■ Task instructions: Rewrite every row from the one that contains "In this exercise you will locate the woman's" through the last row below, inclusive, keeping the requests unchanged and offsetting each coordinate in the answers by adding 61 to it.

■ Supplied material:

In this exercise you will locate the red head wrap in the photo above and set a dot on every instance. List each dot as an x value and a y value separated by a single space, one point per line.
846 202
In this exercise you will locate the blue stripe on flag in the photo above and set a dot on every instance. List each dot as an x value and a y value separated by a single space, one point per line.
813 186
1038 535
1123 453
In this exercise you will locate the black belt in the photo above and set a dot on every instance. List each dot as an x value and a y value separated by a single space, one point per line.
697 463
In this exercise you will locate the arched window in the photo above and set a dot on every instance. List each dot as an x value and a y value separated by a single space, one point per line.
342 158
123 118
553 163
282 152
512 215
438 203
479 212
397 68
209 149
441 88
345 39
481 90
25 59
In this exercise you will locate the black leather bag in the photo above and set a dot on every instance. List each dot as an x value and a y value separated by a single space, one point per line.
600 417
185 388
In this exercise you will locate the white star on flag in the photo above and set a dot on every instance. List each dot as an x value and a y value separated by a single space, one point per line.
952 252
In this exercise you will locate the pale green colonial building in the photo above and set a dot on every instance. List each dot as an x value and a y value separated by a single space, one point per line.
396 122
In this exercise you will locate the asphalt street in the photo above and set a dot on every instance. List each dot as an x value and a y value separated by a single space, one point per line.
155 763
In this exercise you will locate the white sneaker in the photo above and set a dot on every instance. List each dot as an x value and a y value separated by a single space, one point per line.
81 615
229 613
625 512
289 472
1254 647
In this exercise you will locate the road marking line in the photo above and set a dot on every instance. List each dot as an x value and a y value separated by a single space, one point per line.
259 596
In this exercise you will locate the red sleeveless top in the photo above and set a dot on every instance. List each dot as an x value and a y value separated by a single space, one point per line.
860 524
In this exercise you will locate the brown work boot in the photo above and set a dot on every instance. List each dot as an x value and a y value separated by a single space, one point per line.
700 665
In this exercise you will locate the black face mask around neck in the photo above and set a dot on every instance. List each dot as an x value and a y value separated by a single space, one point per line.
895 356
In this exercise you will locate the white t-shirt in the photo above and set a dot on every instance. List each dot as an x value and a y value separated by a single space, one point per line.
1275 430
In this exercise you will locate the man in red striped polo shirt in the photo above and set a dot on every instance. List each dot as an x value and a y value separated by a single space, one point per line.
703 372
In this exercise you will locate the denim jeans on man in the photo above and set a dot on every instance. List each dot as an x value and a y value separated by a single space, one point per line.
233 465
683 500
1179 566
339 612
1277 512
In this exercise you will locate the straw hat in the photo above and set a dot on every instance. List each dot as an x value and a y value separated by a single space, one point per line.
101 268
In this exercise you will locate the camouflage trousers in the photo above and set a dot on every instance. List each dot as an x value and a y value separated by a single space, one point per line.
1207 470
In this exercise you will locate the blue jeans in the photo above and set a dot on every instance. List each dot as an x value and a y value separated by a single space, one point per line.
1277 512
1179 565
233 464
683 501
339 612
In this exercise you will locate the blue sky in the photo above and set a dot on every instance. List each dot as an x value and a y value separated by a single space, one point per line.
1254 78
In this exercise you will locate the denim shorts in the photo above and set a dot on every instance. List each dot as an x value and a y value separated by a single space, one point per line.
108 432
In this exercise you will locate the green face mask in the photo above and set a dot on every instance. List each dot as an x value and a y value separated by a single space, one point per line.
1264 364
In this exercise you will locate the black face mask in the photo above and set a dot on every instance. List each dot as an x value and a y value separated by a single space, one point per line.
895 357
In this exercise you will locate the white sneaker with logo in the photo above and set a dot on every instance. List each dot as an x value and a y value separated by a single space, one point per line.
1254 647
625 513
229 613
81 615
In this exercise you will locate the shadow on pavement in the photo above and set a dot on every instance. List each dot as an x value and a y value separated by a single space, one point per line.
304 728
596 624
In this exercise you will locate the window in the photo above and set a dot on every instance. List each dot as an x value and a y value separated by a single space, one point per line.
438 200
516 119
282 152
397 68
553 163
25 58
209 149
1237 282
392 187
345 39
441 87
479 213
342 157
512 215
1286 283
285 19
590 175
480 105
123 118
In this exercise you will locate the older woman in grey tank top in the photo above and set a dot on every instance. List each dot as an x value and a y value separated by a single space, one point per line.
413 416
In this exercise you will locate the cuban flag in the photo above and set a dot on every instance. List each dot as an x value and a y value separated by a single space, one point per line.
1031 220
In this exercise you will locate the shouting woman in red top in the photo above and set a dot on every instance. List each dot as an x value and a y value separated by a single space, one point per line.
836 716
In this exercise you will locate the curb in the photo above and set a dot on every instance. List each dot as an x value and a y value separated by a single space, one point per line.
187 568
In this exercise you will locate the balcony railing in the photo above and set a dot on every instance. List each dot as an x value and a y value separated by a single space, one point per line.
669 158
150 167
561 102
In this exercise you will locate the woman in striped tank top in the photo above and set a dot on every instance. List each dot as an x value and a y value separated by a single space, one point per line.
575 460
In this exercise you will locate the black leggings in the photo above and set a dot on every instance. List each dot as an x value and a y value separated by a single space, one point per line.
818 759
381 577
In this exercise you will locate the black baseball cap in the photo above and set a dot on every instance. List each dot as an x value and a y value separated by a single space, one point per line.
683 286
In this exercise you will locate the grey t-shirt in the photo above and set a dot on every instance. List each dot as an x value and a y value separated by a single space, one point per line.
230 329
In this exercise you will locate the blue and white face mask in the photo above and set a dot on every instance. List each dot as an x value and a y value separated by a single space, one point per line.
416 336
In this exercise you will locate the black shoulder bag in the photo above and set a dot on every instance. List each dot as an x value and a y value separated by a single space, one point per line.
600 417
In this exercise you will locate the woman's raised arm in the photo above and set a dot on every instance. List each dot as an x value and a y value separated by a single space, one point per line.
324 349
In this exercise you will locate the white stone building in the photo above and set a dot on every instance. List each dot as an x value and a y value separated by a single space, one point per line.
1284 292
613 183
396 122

■ In response:
In this exercise you will locate the woman's raised arm in the photo above and set a dot on every instance. List each dot as an x value and a y value separated by a single space, one point per line.
385 410
In this exercise you will locate the white stone building in the photo above and set a dot on every instance. List each dot as an x value and a y value separated by a single space, one point per line.
1345 353
674 244
457 183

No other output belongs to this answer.